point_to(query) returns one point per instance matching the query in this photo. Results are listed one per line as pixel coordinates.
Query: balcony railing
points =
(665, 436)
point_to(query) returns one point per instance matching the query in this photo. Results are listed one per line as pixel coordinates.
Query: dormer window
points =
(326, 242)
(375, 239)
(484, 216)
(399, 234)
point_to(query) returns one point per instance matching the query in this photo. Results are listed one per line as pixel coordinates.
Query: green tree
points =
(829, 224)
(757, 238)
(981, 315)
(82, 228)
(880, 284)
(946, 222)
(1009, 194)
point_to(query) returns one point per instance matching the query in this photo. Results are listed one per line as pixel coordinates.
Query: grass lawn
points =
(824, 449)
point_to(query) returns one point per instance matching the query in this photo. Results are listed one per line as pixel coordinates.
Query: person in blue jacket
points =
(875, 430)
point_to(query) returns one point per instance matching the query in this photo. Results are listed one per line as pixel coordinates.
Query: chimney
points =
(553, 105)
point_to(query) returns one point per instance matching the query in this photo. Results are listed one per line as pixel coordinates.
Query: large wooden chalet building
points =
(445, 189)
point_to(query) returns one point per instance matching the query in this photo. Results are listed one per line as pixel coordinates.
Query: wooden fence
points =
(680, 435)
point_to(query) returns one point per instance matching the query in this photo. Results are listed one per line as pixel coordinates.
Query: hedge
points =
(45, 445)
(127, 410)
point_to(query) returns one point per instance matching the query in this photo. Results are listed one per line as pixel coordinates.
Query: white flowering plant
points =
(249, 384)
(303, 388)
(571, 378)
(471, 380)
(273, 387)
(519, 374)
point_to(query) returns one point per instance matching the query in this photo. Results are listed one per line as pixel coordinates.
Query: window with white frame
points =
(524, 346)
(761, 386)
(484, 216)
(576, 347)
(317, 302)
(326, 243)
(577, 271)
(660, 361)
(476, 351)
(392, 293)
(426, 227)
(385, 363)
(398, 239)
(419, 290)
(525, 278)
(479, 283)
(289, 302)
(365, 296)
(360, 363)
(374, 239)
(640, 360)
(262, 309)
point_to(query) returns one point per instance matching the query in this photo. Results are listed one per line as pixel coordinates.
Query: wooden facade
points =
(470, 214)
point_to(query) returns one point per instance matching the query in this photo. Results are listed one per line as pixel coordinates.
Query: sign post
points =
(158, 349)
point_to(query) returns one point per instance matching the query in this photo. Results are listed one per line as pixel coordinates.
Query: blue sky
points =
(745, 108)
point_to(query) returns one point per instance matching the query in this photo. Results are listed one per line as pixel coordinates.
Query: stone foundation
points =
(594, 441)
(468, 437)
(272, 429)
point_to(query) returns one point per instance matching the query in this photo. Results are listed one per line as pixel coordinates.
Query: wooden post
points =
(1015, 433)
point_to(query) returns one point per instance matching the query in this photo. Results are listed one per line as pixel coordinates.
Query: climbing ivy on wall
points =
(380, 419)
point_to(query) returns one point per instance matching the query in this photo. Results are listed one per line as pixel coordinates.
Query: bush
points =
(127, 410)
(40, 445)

-*-

## Job
Transcribe the records above exactly as they appear.

## Solution to this task
point_to(query) returns one point per instance matching the query in this photo. Results are listed one per line as pixel coordinates.
Query: balcony railing
points =
(665, 436)
point_to(query) returns one point per instance matching the query in this photo. Results are listed one per line as pixel coordinates.
Query: dormer window
points =
(326, 242)
(375, 239)
(484, 216)
(399, 234)
point_to(query) returns one point per instance matching the query in this photo. Results are listed one per line as pixel coordinates.
Query: green tree
points =
(829, 224)
(757, 238)
(981, 315)
(82, 228)
(880, 284)
(946, 222)
(1009, 194)
point_to(query) returns one point per instance matching the query in this photo. Results are listed one per line as pixel coordinates.
Query: grass lawn
points =
(824, 449)
point_to(query) returns one point per instance matching the query in this photo. Results are listed one per line as pixel coordinates.
Query: person in blue jacket
points =
(875, 430)
point_to(query) returns one point per instance matching the query in this photo. Results are listed one per line as pixel coordinates.
Query: chimney
points =
(553, 105)
point_to(query) returns one point per instance matching the query in this photo. Results are listed one per line as pixel coordinates.
Query: large wooden chalet building
points =
(445, 189)
point_to(query) returns one point per instance matching the query in this photo. Results are listed one per line as pixel coordinates.
Query: wooden fence
points =
(680, 435)
point_to(query) returns one point per instance matching the query in this photo. Results are listed one per line as pixel coordinates.
Query: hedge
points =
(45, 445)
(127, 410)
point_to(query) returns one point per instance matching the query in this photo. Results are listed one per line as pixel coordinates.
Query: white flowering plant
points =
(249, 384)
(303, 388)
(571, 378)
(471, 380)
(273, 387)
(519, 374)
point_to(query) returns one point per instance matching the query in this photo. Results are listed one per line as pixel coordinates.
Query: window with white frame
points =
(524, 346)
(761, 386)
(484, 216)
(576, 347)
(317, 302)
(326, 243)
(577, 271)
(660, 361)
(476, 351)
(392, 293)
(426, 227)
(385, 363)
(398, 239)
(419, 290)
(525, 278)
(479, 283)
(289, 302)
(365, 296)
(360, 363)
(374, 239)
(640, 360)
(262, 309)
point_to(query) returns one point per instance matching the query in this photo. Results are listed one per line as pixel coordinates.
Query: wooden facade
points =
(470, 214)
point_to(query) returns one point per instance matching the query in this photo. Results are listed one per line as pixel coordinates.
Query: sign post
points =
(158, 349)
point_to(query) returns one point per instance matching the query in this photo. Results are listed one per line as pixel coordinates.
Query: blue sky
points =
(745, 108)
point_to(query) returns one point per instance matching the query in this photo. Results are listed one per line as pixel coordinates.
Query: stone foundation
points =
(594, 441)
(468, 437)
(272, 429)
point_to(query) returns one point per instance matching the query in this photo. Results are listed one per line as pixel coordinates.
Query: wooden post
points =
(1015, 433)
point_to(query) returns one point per instance matching the query in this photo. Results are listed one per line as pixel coordinates.
Query: climbing ivy on wall
points =
(380, 419)
point_to(query) returns one point per instance matching the query in this photo. Results are listed one per line as pixel coordinates.
Query: bush
points =
(127, 410)
(40, 445)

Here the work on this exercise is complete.